Activity:
Although pictures appear in the data, the answer should contain only the lines from its start through the line with "positive clicks: (340, 269)", written out exactly.
----- Dataset records -----
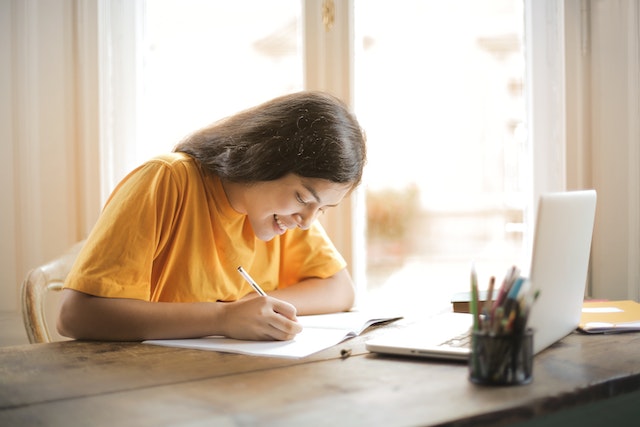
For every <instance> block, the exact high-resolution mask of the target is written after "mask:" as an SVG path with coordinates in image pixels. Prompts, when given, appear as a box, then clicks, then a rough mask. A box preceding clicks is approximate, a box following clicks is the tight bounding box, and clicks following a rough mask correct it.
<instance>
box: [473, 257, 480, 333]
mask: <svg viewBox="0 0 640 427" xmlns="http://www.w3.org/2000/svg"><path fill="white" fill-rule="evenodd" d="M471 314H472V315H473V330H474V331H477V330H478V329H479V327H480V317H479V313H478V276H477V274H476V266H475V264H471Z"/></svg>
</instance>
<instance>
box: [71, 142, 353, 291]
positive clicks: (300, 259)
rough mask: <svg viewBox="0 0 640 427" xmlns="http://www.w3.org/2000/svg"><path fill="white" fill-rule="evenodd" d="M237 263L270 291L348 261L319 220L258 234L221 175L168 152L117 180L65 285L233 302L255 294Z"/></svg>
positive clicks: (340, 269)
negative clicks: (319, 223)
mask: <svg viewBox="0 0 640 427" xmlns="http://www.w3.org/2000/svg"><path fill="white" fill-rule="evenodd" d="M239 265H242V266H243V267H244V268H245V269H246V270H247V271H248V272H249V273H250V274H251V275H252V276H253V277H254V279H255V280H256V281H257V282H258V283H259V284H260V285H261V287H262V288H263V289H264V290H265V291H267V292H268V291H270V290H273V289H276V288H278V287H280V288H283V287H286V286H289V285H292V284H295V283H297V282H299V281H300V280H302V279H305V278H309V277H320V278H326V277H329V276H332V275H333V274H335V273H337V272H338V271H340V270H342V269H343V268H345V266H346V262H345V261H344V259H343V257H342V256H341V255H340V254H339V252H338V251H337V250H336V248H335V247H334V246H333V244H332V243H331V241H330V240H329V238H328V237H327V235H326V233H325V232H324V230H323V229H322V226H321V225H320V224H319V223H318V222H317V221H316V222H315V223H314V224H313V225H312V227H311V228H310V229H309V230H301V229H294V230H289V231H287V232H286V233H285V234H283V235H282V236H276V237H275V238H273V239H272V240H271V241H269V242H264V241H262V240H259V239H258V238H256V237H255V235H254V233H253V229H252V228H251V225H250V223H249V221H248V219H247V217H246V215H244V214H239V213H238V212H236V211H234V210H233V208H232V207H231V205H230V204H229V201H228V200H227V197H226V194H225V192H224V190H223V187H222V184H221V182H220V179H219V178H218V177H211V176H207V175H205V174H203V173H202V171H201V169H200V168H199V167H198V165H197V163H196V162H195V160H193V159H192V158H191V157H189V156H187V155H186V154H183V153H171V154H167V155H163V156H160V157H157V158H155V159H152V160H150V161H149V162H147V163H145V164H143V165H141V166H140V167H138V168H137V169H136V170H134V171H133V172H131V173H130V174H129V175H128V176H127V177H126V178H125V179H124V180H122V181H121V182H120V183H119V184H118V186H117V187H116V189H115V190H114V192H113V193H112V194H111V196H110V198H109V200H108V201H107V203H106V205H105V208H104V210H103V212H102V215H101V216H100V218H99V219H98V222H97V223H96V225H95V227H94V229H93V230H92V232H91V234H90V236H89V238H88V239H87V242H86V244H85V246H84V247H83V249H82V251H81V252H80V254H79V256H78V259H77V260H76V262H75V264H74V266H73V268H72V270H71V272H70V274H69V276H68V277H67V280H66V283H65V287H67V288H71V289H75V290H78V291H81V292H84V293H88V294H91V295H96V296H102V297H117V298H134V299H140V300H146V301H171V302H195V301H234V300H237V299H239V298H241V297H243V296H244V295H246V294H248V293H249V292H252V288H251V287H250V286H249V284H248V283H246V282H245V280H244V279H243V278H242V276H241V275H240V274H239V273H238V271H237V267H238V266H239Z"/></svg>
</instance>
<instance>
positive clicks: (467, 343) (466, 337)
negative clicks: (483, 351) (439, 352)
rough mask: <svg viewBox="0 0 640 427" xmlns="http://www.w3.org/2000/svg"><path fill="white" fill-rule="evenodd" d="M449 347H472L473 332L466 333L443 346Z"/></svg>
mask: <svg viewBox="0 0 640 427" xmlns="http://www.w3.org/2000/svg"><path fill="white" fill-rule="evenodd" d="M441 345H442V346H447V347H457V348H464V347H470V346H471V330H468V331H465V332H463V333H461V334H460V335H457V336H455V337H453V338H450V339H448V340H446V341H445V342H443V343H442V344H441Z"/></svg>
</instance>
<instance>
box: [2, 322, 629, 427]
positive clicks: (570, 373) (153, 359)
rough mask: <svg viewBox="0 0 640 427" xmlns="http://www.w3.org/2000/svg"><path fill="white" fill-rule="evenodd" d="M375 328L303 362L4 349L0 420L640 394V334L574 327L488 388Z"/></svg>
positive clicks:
-----
Completed exercise:
For every <instance> block, the exact high-resolution mask of the target is written after "mask:" as an SVG path with coordinates in image pixels. Prompts, when given, appear as a box, then clicks, then a rough mask. A box preceding clicks is approximate, a box following clicks is the tight bounding box, and clicks following a rough mask correct it.
<instance>
box: [473, 257, 480, 333]
mask: <svg viewBox="0 0 640 427" xmlns="http://www.w3.org/2000/svg"><path fill="white" fill-rule="evenodd" d="M471 314H472V315H473V330H474V331H477V330H478V329H479V327H480V317H479V313H478V276H477V274H476V266H475V264H471Z"/></svg>
</instance>
<instance>
box: [71, 142, 353, 291]
positive clicks: (300, 259)
rough mask: <svg viewBox="0 0 640 427" xmlns="http://www.w3.org/2000/svg"><path fill="white" fill-rule="evenodd" d="M237 263L270 291L348 261L319 220L258 234L221 175L168 152L117 180L65 285L233 302L255 294Z"/></svg>
positive clicks: (340, 269)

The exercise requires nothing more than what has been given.